TEXTE À LIRE:
───

Vu la procédure suivante :
Procédure contentieuse antérieure :
Mme A... B... a demandé au tribunal administratif de Paris d'annuler l'arrêté du 2 février 2024 par lequel le préfet de police a refusé de lui délivrer un certificat de résidence, l'a obligée à quitter le territoire français dans un délai de trente jours et a fixé le pays à destination duquel elle est susceptible d'être éloignée.
Par un jugement n° 2403991/8 du 30 avril 2024, le tribunal administratif de Paris a rejeté sa demande.
Procédure devant la cour :
Par une requête, enregistrée le 13 mai 2024, Mme B..., représentée par Me Megherbi, demande à la cour :
1°) d'annuler ce jugement du 30 avril 2024 ;
2°) d'annuler l'arrêté du préfet de police du 2 février 2024 ;
3°) d'enjoindre au préfet de police de lui délivrer un certificat de résidence sur le fondement des stipulations du b) de l'article 7 bis de l'accord franco-algérien du 27 décembre 1968 dans un délai d'un mois à compter de la notification de l'arrêt à intervenir, sous astreinte de 200 euros par jour de retard ;
4°) de mettre à la charge de l'Etat une somme de 2 400 euros en application de l'article L. 761-1 du code de justice administrative.
Elle soutient que :
S'agissant de la décision de refus de titre de séjour :
- elle n'est pas suffisamment motivée ;
- elle est entachée d'une erreur manifeste d'appréciation au regard des stipulations du b) de l'article 7 bis de l'accord franco-algérien du 27 décembre 1968 ;
- elle est entachée d'une erreur manifeste dans l'appréciation de ses conséquences sur sa situation personnelle ;
S'agissant de la décision portant obligation de quitter le territoire français :
- elle est, par voie d'exception, illégale du fait de l'illégalité de la décision de refus de titre de séjour ;
- elle méconnaît les stipulations de l'article 8 de la convention européenne de sauvegarde des droits de l'homme et des libertés fondamentales.
Par un mémoire en défense, enregistré le 29 août 2024, le préfet de police conclut au rejet de la requête.
Il soutient que les moyens soulevés par la requérante ne sont pas fondés.
Vu les autres pièces du dossier.
Vu :
- la convention européenne de sauvegarde des droits de l'homme et des libertés fondamentales ;
- l'accord entre le Gouvernement de la République française et le Gouvernement de la République algérienne démocratique et populaire relatif à la circulation, à l'emploi et au séjour en France des ressortissants algériens et de leurs familles, complété par un protocole, deux échanges de lettres et une annexe, signé à Alger le 27 décembre 1968 ;
- le code de l'entrée et du séjour des étrangers et du droit d'asile ;
- le code des relations entre le public et l'administration ;
- le code de justice administrative.

───

DONNÉES FOURNIES:
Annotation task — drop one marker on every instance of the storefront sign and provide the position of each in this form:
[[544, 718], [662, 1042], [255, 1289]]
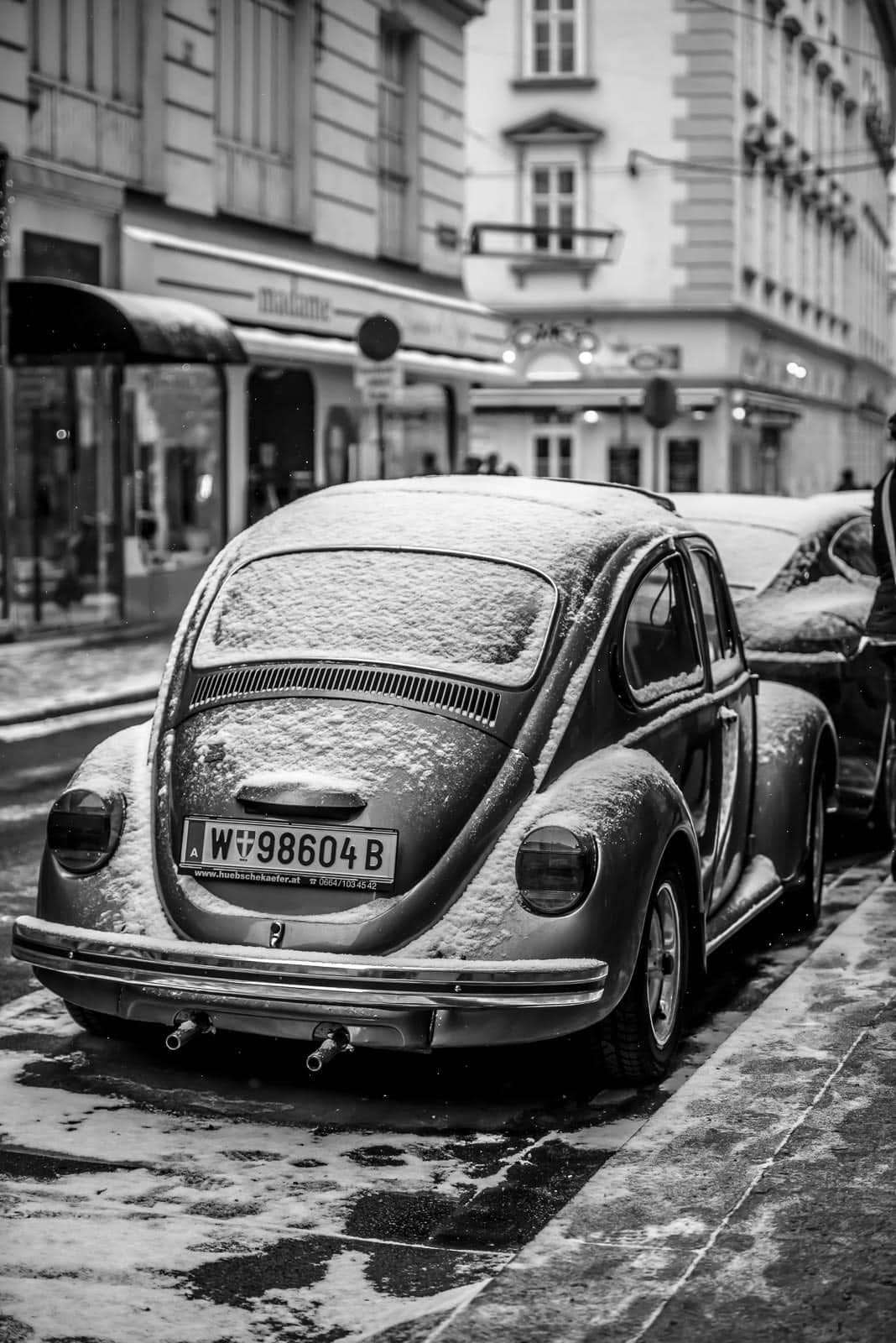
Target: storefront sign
[[293, 302], [248, 288], [378, 382]]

───

VOS TÂCHES:
1. Indiquez si chacune des affirmations suivantes est conforme au texte à lire : (a) le tribunal administratif de Paris a rejeté la demande de Mme B... par un jugement du 30 avril 2024 ; (b) la requête devant la cour a été enregistrée le 29 août 2024 ; (c) Mme B... demande que soit mise à la charge de l'État une somme de 2 400 euros. Répondez par oui ou par non et citez à l'identique les mots du texte qui tranchent.
2. Rédigez la suite du texte à lire à partir de sa dernière ligne.
Les données fournies ne sont d'aucune utilité pour ce travail.

RÉSULTATS FINAUX:
1.
(a) Oui : « Par un jugement n° 2403991/8 du 30 avril 2024, le tribunal administratif de Paris a rejeté sa demande. »
(b) Non : « Par une requête, enregistrée le 13 mai 2024 »
(c) Oui : « de mettre à la charge de l'Etat une somme de 2 400 euros »

2.
La présidente de la formation de jugement a dispensé la rapporteure publique, sur sa proposition, de prononcer des conclusions à l'audience.
Les parties ont été régulièrement averties du jour de l'audience.
Ont été entendus au cours de l'audience publique :
- le rapport de M. Desvigne-Repusseau,
- et les observations de Me Megherbi, avocat de Mme B....
Considérant ce qui suit :
1. Mme B..., ressortissante algérienne née en 1964, a sollicité le 25 janvier 2023 la délivrance d'un certificat de résidence en sa qualité d'ascendante à charge d'une ressortissante française sur le fondement des stipulations du b) de l'article 7 bis de l'accord franco-algérien du 27 décembre 1968. Par un arrêté du 2 février 2024, le préfet de police a rejeté sa demande, l'a obligée à quitter le territoire français dans un délai de trente jours et a fixé le pays à destination duquel elle est susceptible d'être éloignée. Mme B... fait appel du jugement du 30 avril 2024 par lequel le tribunal administratif de Paris a rejeté sa demande tendant à l'annulation de cet arrêté.
Sur la décision de refus de titre de séjour :
2. En premier lieu, Mme B... ne fait valoir aucun élément de fait ou de droit nouveau de nature à remettre en cause l'appréciation des premiers juges sur le moyen tiré d'une insuffisance de motivation de la décision attaquée. Par suite, il y a lieu d'écarter ce moyen par adoption des motifs retenus à bon droit par les premiers juges.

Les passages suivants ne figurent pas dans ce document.